** Start of TEXT SHOWN **
The Half-Dead Poet Review – Prodigal Son


[su_quote cite=” Charles Baudelaire”]The greatest trick the Devil ever pulled was convincing the world he didn’t exist.[/su_quote]


It has been almost seventeen years this month since the Albany Police Department found an old black Volvo left with its doors open in the middle of Washington Park near the Robert Burns statue with a strange note taped on Robert Burns forehead and written on the back of one of Dan Wilcox’s venue fliers that said in jet black sharpie ink “Gary Murrow Was Never Here Man And Neither Were You”. I remember that day well. On Sunday, November 19, 1998, an Albany patrol car pulled up in front of my apartment building on State Street and two police officers reported to me that the car, belonging to a local Albany man, a Mr. “Noel DePlume”, had been discovered abandoned with the keys in the ignition and had been simply left there overnight with the engine running and the cd player blaring tunes by Blue Oyster Cult. The two police officers had had the car towed and went to search the apartment of the missing man. There they found, (among other things), his cat, Mr. Sparkles, and one pair of black socks in his closet. His wallet, his watch, and his book collection as well as his porn collection were all missing. And so was his savings-account book, although the balance, which stood at less than twenty dollars, would remain that way. There was no suicide note, no photos and no journals and even his leather trench coat and pens were all mysteriously missing. The only other object left as almost a statement? Was a copy of his rare and now almost impossible to find chapbook entitled Poems From The Disco Inferno.
** End of TEXT SHOWN **
** Start of EXERCISE MATERIALS **
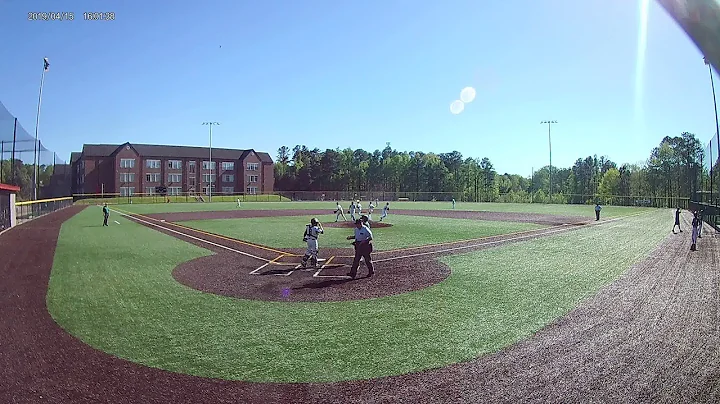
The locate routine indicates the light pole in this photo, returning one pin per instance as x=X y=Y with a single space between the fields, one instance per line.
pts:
x=210 y=124
x=717 y=126
x=46 y=65
x=550 y=146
** End of EXERCISE MATERIALS **
**TASK LIST**
1: Could you rewrite every line of the photo point labeling records, shifting each x and y pin coordinate up by 52 and leaving the pictures out?
2: Can you carry the Half-Dead Poet review forward from its last sentence?

**OUTPUTS BY TASK**
1:
The locate routine indicates the light pole in this photo, returning one pin per instance as x=X y=Y with a single space between the fields, one instance per line.
pts:
x=262 y=176
x=769 y=178
x=98 y=117
x=602 y=198

2:
Nobody has seen or heard from or even of this unknown stranger Mr. Noel DePlume or our good friend poet Gary Murrow since that day or after that night before. On that afternoon, he called two friends who knew him well. The first was Keith Spencer, who at that moment—one of those happy and shapeless moments which at that age we all remember—was getting a hummer from an ex-girlfriend and was ready to head out the door to fetch his new special ordered musical instrument, a dual neck B.C. Rich Pro X Custom Double Electric Gloss Black Guitar from Drome Sound. In a moment he shared with us years later Spencer told us that over the phone Gary Murrow seemed quote “Not quite himself, almost remotely distant, even almost remotely stoned” and had told Spencer over the phone “Things are pretty bad man” Murrow said, adding the words, “Tuna fish” and then he mysteriously hung up. Spencer was all too distracted at the time to offer help. “I felt like horrible man,” he later said. “But of all the times to disappear he didn’t have to like disappear then, he could’ve like disappeared later”. The other friend he called, right after he called Spencer, Was me. And at that time I was reading a book of poetry by modernist poet Ernst Schnook and on my fifth cup of coffee. I answered the phone and it was clearly Murrow’s voice and he said “Homo Say What?” And I said “What?” and then, he just hung up.

And after that? I never heard from him again.

Murrow … Was gone.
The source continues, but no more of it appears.